WHAT NEEDS TO BE DONE - Duplicate the lines of the data below, starting with the line that contains "In this photo, point at the green tree, one" and running through the end of the data, with both ends included.

Pointing dataset records:
+ + +

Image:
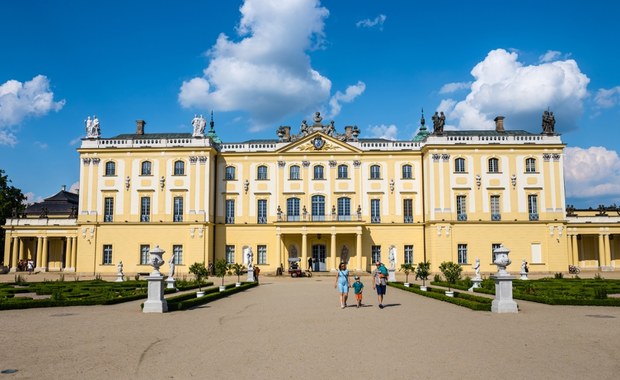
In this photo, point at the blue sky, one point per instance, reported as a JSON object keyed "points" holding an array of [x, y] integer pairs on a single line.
{"points": [[259, 64]]}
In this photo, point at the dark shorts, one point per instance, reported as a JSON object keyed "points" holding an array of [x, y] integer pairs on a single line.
{"points": [[381, 289]]}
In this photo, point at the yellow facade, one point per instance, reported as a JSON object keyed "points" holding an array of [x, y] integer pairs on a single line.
{"points": [[449, 196]]}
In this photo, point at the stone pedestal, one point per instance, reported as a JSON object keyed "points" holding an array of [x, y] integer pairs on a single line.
{"points": [[171, 283], [155, 302], [503, 302], [476, 284], [391, 275]]}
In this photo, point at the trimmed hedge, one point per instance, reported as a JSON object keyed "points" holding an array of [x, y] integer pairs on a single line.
{"points": [[461, 299], [187, 301]]}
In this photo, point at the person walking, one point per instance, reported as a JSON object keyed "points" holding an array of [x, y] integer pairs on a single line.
{"points": [[379, 277], [342, 284]]}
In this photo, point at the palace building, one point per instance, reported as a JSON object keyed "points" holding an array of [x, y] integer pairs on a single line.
{"points": [[318, 194]]}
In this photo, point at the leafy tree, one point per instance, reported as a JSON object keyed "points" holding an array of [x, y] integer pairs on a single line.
{"points": [[11, 201]]}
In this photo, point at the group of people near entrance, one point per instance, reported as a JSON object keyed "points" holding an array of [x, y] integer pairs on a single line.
{"points": [[379, 283]]}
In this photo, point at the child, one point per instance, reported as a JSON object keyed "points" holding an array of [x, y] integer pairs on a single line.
{"points": [[358, 287]]}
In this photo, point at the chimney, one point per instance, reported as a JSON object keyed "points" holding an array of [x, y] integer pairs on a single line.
{"points": [[499, 124], [140, 127]]}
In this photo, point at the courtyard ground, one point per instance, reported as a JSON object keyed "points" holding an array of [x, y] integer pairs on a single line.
{"points": [[294, 328]]}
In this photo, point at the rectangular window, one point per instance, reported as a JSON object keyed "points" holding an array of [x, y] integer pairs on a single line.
{"points": [[375, 211], [376, 253], [494, 246], [408, 210], [178, 209], [144, 254], [107, 254], [462, 253], [532, 206], [230, 254], [461, 210], [495, 213], [262, 211], [262, 254], [145, 209], [177, 250], [409, 254], [108, 209], [230, 211]]}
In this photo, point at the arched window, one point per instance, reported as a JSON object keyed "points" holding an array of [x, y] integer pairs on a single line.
{"points": [[110, 168], [343, 172], [459, 165], [407, 172], [179, 168], [530, 165], [375, 172], [318, 172], [293, 172], [230, 173], [493, 165], [145, 168], [261, 172]]}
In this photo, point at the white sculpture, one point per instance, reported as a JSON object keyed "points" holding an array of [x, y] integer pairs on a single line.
{"points": [[392, 257]]}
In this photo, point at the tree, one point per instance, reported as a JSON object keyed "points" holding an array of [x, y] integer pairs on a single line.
{"points": [[11, 203]]}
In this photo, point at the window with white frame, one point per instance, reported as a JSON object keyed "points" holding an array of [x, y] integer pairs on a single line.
{"points": [[294, 172], [343, 172], [462, 253], [530, 165], [108, 209], [145, 209], [230, 174], [178, 209], [262, 254], [261, 172], [145, 168], [179, 168], [230, 254], [375, 172], [375, 252], [318, 172], [493, 165], [177, 250], [262, 211], [230, 211], [408, 254], [407, 171], [459, 165], [144, 254], [107, 254]]}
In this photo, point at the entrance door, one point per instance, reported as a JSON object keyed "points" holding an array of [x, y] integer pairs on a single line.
{"points": [[318, 258]]}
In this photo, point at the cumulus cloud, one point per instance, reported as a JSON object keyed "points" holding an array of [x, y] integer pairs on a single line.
{"points": [[383, 131], [376, 22], [268, 72], [19, 101], [348, 96], [505, 86], [602, 177], [449, 88], [607, 98]]}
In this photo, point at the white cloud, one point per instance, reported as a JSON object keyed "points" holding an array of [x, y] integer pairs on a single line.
{"points": [[607, 98], [549, 56], [19, 101], [368, 23], [505, 86], [449, 88], [383, 131], [349, 95], [268, 72], [592, 172]]}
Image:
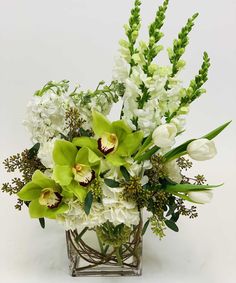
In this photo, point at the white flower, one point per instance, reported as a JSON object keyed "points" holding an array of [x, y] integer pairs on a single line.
{"points": [[164, 135], [201, 197], [201, 149], [121, 69], [45, 153], [173, 171], [45, 118]]}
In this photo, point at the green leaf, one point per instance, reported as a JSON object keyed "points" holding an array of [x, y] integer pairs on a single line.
{"points": [[125, 173], [112, 183], [79, 191], [62, 174], [91, 143], [171, 224], [64, 153], [100, 124], [29, 192], [145, 226], [42, 180], [189, 188], [36, 210], [87, 157], [115, 159], [52, 213], [42, 222], [147, 154], [88, 202], [34, 150], [130, 144]]}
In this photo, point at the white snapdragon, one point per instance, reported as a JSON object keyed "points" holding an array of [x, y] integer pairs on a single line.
{"points": [[202, 149], [164, 135], [201, 197]]}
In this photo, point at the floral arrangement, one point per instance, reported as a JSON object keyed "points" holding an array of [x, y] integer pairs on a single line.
{"points": [[87, 172]]}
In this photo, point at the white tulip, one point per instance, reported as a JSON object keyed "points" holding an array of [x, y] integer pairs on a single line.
{"points": [[164, 135], [201, 149], [173, 171], [201, 197]]}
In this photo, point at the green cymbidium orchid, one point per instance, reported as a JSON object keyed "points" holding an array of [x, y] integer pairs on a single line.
{"points": [[45, 196], [115, 141], [74, 169]]}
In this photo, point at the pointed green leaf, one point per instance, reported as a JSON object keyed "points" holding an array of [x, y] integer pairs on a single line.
{"points": [[64, 153], [29, 192], [91, 143], [115, 159], [79, 191], [53, 212], [42, 222], [181, 150], [88, 202], [189, 187], [87, 157], [171, 224], [42, 180], [34, 150], [63, 174], [125, 173], [145, 226], [111, 183], [100, 124], [130, 144], [36, 210]]}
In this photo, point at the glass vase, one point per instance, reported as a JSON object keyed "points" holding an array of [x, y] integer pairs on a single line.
{"points": [[90, 256]]}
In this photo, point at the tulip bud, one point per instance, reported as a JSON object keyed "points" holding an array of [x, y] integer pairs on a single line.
{"points": [[164, 135], [201, 196], [201, 149]]}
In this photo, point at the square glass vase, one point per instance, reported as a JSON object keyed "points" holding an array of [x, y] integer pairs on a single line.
{"points": [[89, 256]]}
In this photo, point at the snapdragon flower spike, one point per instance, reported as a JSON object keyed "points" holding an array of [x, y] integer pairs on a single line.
{"points": [[114, 141], [74, 169], [45, 196]]}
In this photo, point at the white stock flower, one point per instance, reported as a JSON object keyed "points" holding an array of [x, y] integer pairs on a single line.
{"points": [[202, 149], [45, 118], [173, 171], [45, 153], [164, 135], [201, 197]]}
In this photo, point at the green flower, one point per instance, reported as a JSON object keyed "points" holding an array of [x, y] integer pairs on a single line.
{"points": [[45, 197], [74, 169], [115, 141]]}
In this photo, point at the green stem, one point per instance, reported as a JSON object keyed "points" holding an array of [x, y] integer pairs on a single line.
{"points": [[118, 256]]}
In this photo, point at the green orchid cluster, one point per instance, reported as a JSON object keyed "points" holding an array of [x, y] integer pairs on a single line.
{"points": [[77, 164]]}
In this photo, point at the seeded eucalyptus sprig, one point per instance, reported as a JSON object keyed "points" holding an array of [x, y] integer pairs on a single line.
{"points": [[195, 88], [155, 35], [179, 46], [132, 29]]}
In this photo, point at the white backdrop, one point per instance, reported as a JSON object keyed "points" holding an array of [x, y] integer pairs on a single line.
{"points": [[77, 40]]}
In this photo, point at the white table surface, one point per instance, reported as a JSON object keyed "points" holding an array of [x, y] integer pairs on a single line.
{"points": [[45, 40]]}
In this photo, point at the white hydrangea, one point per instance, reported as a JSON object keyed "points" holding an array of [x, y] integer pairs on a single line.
{"points": [[45, 118], [112, 209]]}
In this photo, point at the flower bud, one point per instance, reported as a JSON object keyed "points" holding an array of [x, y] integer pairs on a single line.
{"points": [[164, 135], [201, 196], [201, 149]]}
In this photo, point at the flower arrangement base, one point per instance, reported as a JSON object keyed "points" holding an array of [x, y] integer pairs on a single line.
{"points": [[88, 259]]}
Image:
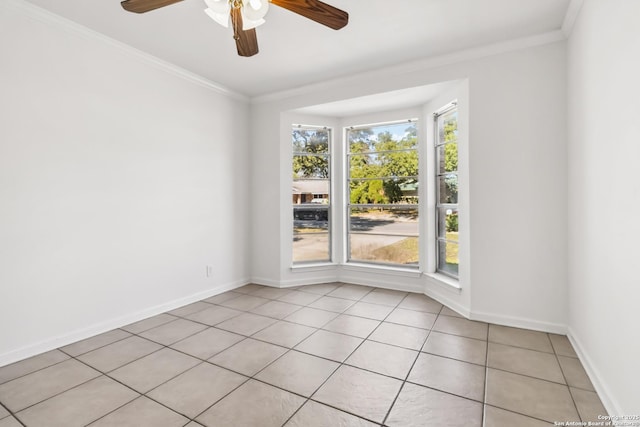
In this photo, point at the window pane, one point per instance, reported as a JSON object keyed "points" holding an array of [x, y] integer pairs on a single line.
{"points": [[394, 220], [311, 246], [447, 127], [388, 235], [311, 167], [384, 249], [448, 257], [311, 195], [383, 138], [383, 191], [447, 158], [315, 212], [310, 141], [448, 224], [448, 188]]}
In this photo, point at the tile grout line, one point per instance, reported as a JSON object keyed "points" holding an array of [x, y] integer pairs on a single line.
{"points": [[575, 405]]}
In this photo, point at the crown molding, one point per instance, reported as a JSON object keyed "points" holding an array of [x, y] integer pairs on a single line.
{"points": [[418, 65], [37, 13], [571, 16]]}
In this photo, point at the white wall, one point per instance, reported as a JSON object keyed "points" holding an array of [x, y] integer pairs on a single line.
{"points": [[119, 183], [604, 197], [517, 158]]}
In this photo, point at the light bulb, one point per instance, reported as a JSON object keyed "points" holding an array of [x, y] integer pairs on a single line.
{"points": [[218, 6], [255, 10], [219, 11]]}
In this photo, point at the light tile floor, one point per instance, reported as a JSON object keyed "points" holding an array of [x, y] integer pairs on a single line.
{"points": [[318, 355]]}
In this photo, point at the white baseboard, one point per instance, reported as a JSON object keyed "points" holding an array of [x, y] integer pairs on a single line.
{"points": [[98, 328], [604, 392], [519, 322]]}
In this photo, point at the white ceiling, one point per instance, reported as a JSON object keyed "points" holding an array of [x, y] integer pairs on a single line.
{"points": [[295, 51]]}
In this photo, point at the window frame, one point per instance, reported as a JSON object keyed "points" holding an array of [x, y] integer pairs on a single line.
{"points": [[347, 206], [329, 206], [438, 205]]}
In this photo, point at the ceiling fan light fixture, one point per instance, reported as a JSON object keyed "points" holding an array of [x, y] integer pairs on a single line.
{"points": [[220, 18], [255, 10]]}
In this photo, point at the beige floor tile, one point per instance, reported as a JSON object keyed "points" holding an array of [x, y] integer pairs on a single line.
{"points": [[248, 357], [276, 309], [420, 302], [574, 373], [418, 406], [189, 309], [370, 311], [298, 372], [311, 317], [97, 341], [529, 396], [461, 327], [446, 311], [526, 362], [352, 325], [284, 333], [247, 289], [352, 292], [32, 364], [359, 392], [220, 298], [328, 303], [300, 298], [45, 383], [496, 417], [142, 412], [329, 345], [79, 406], [172, 332], [417, 319], [321, 289], [314, 414], [151, 322], [533, 340], [9, 422], [562, 346], [588, 404], [245, 302], [384, 297], [213, 315], [383, 358], [207, 343], [152, 370], [202, 386], [400, 335], [271, 293], [119, 353], [452, 376], [456, 347], [252, 404], [246, 324]]}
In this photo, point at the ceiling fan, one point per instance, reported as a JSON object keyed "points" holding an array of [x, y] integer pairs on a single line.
{"points": [[246, 15]]}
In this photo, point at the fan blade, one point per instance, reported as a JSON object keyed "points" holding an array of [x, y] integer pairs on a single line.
{"points": [[246, 41], [141, 6], [317, 11]]}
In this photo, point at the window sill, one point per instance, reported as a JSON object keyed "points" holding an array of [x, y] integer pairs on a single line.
{"points": [[383, 269], [313, 266], [445, 282]]}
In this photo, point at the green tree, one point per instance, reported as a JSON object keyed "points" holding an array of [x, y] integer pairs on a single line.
{"points": [[310, 149], [385, 157]]}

+ + +

CORRECT ANSWER -
In this photo, point at the green tree, one point per instance, reported as a JSON object keyed "points" holding an array of [x, y] integer pairs on a single line.
{"points": [[310, 149], [385, 157]]}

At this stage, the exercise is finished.